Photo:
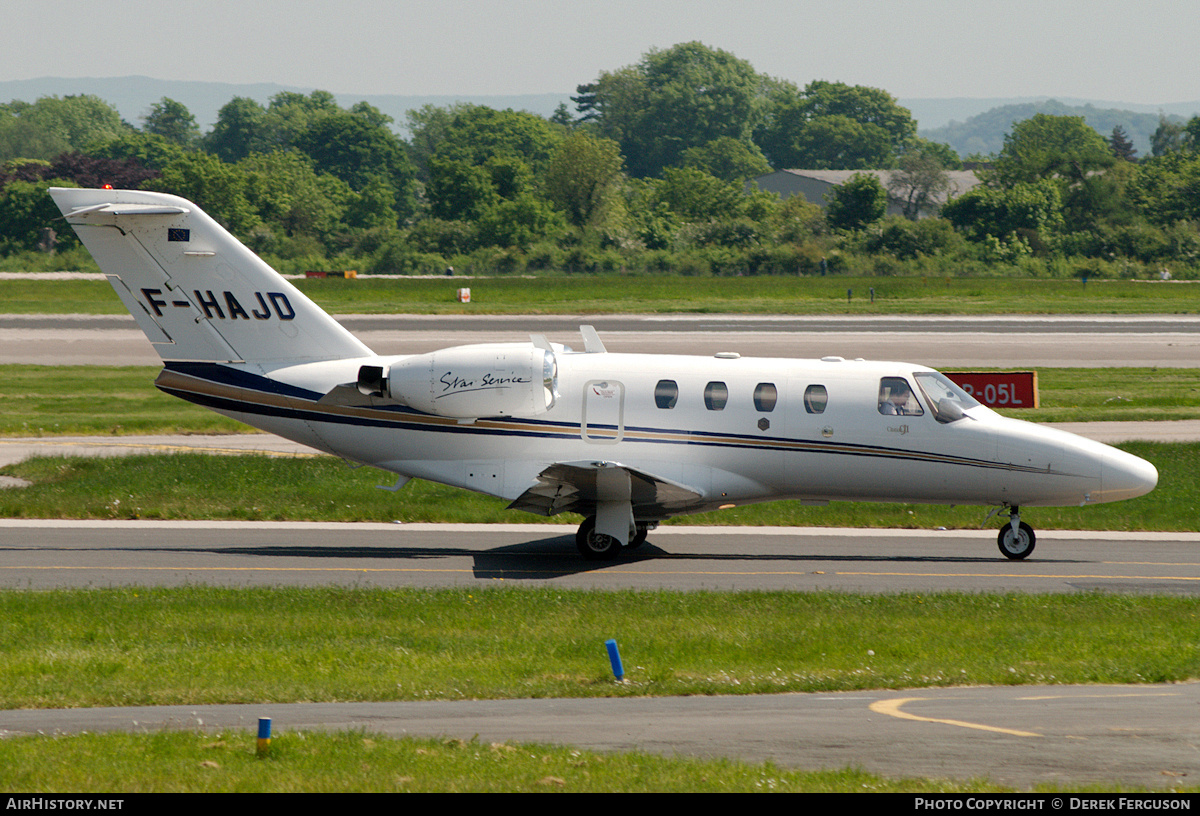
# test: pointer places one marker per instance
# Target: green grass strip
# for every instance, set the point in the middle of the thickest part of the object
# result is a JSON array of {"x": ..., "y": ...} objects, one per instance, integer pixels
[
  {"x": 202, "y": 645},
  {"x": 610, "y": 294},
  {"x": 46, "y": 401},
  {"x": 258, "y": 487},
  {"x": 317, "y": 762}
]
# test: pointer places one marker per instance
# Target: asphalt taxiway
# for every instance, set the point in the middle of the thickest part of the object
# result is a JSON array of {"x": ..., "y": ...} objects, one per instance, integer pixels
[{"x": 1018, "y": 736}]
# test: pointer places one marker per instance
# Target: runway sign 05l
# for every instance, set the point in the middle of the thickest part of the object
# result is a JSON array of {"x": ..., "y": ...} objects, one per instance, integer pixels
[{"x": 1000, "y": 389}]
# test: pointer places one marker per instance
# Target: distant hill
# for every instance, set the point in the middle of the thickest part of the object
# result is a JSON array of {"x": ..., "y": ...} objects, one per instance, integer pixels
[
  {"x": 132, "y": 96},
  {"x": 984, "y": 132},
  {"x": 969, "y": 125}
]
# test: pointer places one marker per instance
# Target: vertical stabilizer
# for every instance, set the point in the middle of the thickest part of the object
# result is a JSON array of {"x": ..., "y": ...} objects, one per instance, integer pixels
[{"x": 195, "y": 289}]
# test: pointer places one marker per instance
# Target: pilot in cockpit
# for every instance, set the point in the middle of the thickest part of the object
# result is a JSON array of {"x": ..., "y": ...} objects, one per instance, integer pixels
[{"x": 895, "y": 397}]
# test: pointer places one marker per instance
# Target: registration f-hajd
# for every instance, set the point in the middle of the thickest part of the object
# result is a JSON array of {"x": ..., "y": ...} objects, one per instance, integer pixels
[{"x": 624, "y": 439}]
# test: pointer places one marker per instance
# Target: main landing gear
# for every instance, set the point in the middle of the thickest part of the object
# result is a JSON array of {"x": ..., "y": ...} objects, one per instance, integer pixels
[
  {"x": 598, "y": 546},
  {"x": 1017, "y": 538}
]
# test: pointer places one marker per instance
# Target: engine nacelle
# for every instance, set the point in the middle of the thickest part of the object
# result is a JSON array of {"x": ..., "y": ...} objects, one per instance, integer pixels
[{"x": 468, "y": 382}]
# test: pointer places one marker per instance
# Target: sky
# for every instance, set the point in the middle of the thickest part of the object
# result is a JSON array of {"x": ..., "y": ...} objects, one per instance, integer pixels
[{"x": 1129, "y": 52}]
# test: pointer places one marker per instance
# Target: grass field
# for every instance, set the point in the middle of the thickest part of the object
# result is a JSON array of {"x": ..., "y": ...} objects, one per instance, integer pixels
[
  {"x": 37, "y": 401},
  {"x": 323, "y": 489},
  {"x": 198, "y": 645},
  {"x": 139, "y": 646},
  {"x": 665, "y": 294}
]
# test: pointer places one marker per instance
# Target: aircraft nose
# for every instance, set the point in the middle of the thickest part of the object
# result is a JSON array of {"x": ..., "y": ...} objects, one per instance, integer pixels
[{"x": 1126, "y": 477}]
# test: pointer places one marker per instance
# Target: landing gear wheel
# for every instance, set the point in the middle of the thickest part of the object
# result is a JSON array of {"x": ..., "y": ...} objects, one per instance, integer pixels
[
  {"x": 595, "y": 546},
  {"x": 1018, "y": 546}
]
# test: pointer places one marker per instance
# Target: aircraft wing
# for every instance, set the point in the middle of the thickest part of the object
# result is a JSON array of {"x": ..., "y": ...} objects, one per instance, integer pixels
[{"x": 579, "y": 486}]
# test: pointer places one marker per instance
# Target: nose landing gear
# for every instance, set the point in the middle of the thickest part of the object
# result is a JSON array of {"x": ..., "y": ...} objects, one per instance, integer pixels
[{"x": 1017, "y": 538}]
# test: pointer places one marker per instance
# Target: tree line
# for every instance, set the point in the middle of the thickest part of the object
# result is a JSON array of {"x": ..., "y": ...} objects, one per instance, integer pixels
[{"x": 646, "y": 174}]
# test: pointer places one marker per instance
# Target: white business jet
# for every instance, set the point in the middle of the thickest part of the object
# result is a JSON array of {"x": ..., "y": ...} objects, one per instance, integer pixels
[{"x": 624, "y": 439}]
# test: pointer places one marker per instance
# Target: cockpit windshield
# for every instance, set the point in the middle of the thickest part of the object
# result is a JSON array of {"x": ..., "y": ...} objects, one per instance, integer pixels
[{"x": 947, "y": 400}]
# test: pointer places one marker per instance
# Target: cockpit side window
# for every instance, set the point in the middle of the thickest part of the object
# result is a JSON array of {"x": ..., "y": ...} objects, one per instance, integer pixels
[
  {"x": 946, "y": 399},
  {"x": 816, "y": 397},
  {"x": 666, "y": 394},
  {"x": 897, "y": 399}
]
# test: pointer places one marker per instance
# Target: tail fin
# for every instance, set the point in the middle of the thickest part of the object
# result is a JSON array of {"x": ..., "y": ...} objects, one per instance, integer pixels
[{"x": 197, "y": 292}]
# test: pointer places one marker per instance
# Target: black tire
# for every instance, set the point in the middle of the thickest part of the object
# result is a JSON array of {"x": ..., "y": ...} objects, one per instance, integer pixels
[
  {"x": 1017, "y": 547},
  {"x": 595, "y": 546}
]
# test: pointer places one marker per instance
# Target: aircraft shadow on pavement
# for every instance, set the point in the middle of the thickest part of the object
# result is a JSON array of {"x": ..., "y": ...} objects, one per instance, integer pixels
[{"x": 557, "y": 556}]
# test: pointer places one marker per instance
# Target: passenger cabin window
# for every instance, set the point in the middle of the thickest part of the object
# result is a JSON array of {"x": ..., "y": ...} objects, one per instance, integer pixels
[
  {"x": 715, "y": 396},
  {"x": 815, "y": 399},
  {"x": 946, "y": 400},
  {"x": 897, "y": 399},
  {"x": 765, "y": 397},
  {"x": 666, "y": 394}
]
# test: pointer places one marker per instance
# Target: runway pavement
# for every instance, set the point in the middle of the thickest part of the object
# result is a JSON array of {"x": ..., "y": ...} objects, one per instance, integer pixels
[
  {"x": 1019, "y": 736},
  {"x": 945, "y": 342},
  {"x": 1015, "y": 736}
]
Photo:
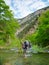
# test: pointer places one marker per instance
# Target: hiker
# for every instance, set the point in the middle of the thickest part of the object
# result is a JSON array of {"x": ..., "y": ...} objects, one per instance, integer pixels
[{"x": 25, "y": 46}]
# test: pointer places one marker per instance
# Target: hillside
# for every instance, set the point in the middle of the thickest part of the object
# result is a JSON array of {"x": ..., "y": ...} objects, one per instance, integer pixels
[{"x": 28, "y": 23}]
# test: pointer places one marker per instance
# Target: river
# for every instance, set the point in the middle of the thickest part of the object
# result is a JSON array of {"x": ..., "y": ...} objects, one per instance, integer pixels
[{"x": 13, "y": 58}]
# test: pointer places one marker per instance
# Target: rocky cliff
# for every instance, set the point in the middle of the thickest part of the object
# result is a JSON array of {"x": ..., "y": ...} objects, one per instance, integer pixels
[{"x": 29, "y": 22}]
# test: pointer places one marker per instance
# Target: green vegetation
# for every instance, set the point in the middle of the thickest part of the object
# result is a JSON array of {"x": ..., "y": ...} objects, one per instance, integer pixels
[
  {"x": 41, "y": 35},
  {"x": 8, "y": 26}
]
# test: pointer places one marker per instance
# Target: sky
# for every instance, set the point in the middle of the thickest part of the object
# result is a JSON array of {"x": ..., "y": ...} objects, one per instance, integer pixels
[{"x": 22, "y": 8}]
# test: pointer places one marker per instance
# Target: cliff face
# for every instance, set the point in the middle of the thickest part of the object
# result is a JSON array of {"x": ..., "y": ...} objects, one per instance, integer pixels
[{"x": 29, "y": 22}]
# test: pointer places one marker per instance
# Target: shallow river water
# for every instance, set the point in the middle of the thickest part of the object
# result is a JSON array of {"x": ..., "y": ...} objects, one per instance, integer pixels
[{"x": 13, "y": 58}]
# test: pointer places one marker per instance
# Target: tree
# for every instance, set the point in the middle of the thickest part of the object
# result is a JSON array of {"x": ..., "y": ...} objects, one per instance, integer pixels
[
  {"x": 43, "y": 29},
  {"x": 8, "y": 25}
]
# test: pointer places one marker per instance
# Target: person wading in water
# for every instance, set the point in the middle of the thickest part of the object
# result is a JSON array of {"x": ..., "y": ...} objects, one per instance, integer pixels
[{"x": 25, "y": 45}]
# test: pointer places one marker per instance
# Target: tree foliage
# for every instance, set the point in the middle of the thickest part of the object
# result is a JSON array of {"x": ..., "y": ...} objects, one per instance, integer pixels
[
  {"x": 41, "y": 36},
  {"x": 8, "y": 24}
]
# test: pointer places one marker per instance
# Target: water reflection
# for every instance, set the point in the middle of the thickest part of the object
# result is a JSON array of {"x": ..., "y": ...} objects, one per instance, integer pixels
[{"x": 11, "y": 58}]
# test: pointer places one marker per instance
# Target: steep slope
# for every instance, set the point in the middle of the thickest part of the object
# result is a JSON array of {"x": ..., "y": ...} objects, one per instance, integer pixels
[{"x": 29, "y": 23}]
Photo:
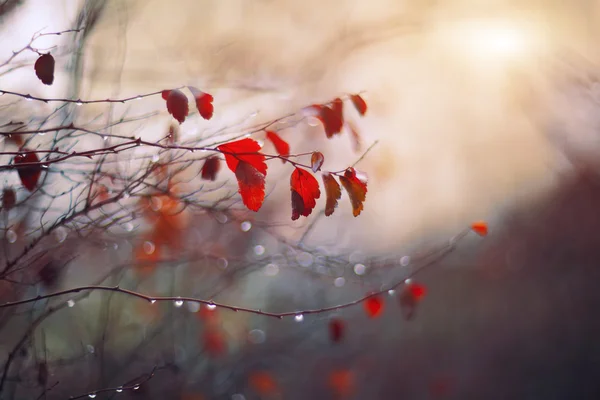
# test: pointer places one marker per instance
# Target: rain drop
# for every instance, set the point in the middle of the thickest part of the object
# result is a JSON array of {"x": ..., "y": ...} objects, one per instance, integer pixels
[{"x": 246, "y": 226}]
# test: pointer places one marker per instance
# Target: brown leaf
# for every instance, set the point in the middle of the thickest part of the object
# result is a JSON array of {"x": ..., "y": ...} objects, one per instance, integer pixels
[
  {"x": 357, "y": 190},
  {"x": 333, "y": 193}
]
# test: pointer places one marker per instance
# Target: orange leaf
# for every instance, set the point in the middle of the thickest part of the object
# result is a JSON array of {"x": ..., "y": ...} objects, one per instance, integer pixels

▬▬▬▬▬▬▬▬▬▬

Task
Find every line in the entries above that contains the string "tree", matching case exactly, and copy each of those lines.

Solution for this task
# Target: tree line
# Target: tree
# Target: tree foliage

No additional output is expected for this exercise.